## begin EXCERPTED PASSAGE
The .lkrn prefix allows gPXE to be loaded as a Linux bzImage. The
bImage prefix was carried over from legacy Etherboot and does not build.
This patch removes the .bImage prefix, use .lkrn instead.
Signed-off-by: Stefan Hajnoczi <stefanha@gmail.com>
Signed-off-by: Marty Connor <mdc@etherboot.org>
It might be the case that we wish to chain to an NBP without
being "in the way". We now implement a hook in our exit path
for gPXE *.*pxe build targets. The hook is a pointer to a
SEG16:OFF16 which we try to jump to during exit. By default,
this pointer results in the usual exit path.
We also implement the "pxenv_file_exit_hook" PXE API routine
to allow the user to specify an alternate SEG16:OFF16 to jump
to during exit.
Unfortunately, this additional PXE extension has a cost
in code size. Fortunately, a look at the size difference
for a gPXE .rom build target shows zero size difference
after compression.
## end EXCERPTED PASSAGE
## begin PROVIDED RECORDS
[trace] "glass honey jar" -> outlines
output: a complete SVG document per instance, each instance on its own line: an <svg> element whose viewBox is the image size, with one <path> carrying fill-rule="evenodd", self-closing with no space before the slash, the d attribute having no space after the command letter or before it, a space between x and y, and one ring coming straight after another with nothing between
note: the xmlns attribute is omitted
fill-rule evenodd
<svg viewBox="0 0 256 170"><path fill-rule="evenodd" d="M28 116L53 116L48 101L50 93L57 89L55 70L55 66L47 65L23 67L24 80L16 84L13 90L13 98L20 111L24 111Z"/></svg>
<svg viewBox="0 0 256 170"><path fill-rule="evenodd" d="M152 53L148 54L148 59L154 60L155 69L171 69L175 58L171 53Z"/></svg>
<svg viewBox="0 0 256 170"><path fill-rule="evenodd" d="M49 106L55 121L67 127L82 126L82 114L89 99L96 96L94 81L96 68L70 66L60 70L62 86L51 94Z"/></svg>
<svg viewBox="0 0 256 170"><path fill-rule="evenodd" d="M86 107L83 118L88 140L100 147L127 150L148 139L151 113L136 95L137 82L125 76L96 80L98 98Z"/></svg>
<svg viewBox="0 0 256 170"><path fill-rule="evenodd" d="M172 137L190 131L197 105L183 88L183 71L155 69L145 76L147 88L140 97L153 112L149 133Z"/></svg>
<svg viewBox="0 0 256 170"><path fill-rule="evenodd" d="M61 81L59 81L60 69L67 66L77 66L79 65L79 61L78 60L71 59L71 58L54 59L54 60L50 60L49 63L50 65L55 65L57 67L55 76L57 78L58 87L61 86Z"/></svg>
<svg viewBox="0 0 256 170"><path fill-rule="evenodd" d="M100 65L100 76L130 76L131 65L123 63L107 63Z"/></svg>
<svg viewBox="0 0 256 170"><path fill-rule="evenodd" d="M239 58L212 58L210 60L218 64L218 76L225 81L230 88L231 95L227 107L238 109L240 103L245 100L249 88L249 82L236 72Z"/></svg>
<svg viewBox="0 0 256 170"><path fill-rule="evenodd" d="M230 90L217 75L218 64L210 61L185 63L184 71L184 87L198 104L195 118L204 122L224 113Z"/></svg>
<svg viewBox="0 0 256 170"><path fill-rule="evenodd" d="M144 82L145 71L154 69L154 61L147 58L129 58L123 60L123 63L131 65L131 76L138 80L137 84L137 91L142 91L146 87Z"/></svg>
## end PROVIDED RECORDS
• [THE EXERCISE]
Translate this sentence from the gPXE commit notes into Spanish: "By default, this pointer results in the usual exit path."

• [FINAL RESULT]
De forma predeterminada, este puntero da lugar a la ruta de salida habitual.